Exercise goal
Set out exactly, and with nothing added, the line containing "197L91 196L89 203L91" and every line after it through the final line of the data.

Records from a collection
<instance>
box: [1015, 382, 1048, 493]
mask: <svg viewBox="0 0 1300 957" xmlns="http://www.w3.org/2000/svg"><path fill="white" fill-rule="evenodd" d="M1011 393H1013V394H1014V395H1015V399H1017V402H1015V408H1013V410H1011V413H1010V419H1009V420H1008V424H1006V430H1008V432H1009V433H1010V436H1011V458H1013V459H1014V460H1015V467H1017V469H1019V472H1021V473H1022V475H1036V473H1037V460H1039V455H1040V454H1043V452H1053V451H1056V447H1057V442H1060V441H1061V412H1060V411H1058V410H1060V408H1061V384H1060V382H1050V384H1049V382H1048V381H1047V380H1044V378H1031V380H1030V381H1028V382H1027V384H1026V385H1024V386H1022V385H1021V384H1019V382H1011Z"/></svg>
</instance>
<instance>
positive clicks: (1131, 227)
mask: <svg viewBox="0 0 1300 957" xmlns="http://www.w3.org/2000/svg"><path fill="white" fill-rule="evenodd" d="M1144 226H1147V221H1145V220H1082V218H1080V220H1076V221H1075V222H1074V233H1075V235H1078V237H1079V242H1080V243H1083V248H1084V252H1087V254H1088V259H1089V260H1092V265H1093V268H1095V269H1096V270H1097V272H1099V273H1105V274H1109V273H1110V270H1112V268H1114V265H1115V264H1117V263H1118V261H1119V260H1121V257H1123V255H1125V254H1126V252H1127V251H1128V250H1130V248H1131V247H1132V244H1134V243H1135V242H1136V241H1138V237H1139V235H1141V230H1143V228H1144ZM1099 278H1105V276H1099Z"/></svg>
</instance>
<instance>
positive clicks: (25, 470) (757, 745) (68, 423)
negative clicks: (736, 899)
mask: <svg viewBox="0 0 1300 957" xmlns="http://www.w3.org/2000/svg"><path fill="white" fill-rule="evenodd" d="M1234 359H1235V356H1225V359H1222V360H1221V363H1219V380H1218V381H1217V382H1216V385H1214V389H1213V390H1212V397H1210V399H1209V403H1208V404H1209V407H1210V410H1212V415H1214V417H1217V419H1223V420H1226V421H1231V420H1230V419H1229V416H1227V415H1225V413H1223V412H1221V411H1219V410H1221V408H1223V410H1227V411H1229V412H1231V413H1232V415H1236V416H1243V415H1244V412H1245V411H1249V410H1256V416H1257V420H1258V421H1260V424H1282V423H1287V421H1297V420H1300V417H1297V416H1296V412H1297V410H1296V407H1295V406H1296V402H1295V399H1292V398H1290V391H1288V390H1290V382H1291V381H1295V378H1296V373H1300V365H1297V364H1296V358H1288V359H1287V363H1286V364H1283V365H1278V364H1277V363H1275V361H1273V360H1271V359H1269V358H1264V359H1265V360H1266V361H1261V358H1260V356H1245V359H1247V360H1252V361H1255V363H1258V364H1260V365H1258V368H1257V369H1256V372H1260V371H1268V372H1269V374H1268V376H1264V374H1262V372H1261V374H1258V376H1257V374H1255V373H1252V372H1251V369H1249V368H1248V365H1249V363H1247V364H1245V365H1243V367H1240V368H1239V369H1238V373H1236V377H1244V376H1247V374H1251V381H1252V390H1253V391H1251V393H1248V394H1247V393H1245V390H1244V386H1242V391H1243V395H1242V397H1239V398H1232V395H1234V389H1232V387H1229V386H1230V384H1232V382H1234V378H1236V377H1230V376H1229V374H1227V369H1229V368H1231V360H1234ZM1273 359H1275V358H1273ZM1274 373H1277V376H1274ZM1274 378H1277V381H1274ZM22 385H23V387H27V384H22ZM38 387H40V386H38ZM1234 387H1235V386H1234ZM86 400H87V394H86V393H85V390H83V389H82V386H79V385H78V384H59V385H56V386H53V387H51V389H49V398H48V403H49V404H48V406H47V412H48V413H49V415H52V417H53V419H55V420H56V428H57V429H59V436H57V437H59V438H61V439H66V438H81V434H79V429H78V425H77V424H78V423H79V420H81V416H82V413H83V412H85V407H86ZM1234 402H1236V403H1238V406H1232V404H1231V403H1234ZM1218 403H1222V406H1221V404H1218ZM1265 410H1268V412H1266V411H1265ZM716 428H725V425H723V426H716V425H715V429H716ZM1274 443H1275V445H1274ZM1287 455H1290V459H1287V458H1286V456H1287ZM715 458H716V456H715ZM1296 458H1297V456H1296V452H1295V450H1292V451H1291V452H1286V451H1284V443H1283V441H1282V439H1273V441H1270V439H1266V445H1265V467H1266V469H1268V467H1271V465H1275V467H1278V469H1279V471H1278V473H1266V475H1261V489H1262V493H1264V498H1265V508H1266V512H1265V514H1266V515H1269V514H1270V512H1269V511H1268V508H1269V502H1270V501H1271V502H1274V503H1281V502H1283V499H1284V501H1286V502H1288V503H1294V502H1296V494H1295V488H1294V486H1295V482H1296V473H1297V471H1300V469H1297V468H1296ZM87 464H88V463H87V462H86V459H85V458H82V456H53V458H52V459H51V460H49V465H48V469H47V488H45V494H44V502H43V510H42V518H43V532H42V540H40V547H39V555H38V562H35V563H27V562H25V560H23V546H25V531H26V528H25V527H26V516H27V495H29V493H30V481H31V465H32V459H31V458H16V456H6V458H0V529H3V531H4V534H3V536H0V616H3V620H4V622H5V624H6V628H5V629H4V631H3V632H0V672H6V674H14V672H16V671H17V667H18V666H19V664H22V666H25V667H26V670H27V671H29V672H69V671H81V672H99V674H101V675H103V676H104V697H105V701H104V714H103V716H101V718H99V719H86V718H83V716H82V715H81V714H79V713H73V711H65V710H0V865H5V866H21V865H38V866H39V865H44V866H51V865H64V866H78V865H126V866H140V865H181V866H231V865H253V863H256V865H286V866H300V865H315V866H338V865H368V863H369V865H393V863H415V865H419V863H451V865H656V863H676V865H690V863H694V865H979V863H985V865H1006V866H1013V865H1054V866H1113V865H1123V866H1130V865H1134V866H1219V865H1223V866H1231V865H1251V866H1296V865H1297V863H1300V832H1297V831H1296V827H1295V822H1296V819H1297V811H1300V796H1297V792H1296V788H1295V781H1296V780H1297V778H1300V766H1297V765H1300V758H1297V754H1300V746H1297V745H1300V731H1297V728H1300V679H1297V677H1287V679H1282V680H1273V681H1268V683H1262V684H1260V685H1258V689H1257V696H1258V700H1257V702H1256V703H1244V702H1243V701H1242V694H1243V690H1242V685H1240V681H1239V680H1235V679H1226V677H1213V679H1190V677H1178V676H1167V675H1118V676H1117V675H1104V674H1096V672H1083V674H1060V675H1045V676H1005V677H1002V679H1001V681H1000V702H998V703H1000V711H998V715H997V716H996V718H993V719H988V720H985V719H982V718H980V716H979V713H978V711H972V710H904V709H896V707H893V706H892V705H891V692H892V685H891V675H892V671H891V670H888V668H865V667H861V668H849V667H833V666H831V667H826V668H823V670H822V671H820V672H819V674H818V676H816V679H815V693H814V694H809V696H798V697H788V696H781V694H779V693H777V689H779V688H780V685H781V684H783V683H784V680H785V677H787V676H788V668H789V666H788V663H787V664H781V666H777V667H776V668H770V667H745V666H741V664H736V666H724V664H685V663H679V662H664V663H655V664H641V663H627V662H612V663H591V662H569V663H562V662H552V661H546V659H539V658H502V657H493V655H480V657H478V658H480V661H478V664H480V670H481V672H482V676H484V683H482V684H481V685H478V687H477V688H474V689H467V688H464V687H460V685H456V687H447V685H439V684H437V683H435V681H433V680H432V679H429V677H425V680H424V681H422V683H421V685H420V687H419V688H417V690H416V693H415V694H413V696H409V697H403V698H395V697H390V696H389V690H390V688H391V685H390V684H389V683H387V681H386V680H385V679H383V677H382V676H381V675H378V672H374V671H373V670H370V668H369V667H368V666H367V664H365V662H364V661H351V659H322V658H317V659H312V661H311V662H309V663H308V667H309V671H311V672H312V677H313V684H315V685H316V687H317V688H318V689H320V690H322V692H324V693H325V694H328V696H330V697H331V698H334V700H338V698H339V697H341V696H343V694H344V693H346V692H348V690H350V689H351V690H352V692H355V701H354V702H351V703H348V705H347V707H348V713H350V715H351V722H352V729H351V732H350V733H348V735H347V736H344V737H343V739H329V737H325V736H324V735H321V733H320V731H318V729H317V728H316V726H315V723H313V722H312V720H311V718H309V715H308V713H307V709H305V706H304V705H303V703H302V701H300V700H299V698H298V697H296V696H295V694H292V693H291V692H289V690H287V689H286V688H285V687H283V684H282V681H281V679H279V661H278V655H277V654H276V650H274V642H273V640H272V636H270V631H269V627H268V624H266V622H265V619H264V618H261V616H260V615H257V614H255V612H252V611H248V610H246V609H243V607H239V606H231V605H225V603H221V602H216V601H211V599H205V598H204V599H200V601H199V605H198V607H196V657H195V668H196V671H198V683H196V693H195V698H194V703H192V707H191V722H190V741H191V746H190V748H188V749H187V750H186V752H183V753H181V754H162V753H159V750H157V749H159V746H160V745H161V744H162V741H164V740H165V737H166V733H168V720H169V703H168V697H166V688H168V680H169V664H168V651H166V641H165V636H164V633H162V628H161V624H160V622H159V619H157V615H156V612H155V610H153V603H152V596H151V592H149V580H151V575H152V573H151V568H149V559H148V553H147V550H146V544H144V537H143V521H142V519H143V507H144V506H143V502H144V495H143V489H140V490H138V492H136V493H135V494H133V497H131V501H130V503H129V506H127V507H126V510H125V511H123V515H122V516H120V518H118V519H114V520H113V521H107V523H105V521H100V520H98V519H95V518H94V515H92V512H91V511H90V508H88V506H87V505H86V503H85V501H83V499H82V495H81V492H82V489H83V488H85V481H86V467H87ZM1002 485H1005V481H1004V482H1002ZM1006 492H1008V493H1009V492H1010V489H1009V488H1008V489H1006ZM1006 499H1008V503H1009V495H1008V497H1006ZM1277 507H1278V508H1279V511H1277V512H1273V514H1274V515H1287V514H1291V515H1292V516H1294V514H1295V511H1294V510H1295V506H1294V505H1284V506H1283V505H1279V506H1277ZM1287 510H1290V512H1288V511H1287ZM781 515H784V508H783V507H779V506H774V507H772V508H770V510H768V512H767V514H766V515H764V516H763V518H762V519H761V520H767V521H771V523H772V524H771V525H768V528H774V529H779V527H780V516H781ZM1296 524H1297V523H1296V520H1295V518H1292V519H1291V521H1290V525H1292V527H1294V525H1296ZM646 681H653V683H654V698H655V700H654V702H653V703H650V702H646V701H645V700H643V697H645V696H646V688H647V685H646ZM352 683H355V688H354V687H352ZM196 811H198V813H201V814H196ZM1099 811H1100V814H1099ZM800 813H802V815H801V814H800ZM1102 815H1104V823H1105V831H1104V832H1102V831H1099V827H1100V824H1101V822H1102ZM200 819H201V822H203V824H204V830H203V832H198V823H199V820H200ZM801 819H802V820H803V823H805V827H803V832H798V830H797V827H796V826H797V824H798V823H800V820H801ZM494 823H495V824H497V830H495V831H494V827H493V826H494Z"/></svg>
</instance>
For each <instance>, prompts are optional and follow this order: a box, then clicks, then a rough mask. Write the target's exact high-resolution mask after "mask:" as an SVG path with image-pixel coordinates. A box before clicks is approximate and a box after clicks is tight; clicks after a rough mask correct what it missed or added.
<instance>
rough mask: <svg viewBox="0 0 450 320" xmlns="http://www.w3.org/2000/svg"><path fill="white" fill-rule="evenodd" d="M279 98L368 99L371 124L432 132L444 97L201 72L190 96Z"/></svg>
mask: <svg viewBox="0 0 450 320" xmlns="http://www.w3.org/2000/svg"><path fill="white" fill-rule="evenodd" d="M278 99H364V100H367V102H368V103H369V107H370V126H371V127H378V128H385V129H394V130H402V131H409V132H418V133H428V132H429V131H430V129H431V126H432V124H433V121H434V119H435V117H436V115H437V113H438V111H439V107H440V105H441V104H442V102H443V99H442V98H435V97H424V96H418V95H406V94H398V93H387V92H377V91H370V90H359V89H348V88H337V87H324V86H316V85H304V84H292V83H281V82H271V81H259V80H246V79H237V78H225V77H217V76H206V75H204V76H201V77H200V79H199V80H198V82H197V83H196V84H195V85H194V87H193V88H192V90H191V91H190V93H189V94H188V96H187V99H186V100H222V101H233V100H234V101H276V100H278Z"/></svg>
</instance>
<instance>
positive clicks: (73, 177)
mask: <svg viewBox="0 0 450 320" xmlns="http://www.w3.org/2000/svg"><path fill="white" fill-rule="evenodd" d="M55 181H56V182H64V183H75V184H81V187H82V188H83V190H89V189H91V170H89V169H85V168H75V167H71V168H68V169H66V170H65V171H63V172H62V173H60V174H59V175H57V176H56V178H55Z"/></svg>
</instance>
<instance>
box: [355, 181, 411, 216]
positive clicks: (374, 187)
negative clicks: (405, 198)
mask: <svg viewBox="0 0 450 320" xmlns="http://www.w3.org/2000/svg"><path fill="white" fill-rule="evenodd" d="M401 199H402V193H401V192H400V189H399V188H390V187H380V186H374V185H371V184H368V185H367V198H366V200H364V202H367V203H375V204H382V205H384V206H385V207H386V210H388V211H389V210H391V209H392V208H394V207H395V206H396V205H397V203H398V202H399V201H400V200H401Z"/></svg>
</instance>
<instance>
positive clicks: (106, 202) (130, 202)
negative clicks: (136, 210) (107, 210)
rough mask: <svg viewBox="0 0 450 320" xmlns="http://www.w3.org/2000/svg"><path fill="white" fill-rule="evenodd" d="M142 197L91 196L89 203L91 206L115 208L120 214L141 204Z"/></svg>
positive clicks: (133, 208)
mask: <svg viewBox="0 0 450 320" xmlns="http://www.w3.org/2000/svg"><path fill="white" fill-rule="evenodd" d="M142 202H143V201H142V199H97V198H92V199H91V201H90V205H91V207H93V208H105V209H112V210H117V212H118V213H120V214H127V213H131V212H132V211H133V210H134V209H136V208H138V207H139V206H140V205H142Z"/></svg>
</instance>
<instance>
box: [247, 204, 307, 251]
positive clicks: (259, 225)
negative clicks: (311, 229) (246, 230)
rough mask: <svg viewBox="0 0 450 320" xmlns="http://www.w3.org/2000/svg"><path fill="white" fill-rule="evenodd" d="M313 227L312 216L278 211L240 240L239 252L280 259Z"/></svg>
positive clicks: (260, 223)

Answer for this exercise
rough mask: <svg viewBox="0 0 450 320" xmlns="http://www.w3.org/2000/svg"><path fill="white" fill-rule="evenodd" d="M142 197L91 196L89 203L91 206L115 208L120 214L141 204Z"/></svg>
positive clicks: (133, 208)
mask: <svg viewBox="0 0 450 320" xmlns="http://www.w3.org/2000/svg"><path fill="white" fill-rule="evenodd" d="M142 202H143V201H142V199H97V198H92V199H91V201H90V205H91V207H93V208H105V209H112V210H117V212H118V213H120V214H127V213H131V212H132V211H133V210H134V209H136V208H138V207H139V206H140V205H142Z"/></svg>
</instance>
<instance>
box: [247, 204, 307, 251]
positive clicks: (259, 225)
negative clicks: (311, 229) (246, 230)
rough mask: <svg viewBox="0 0 450 320" xmlns="http://www.w3.org/2000/svg"><path fill="white" fill-rule="evenodd" d="M313 227L312 216L278 211L240 240L239 252L280 259Z"/></svg>
positive clicks: (260, 223)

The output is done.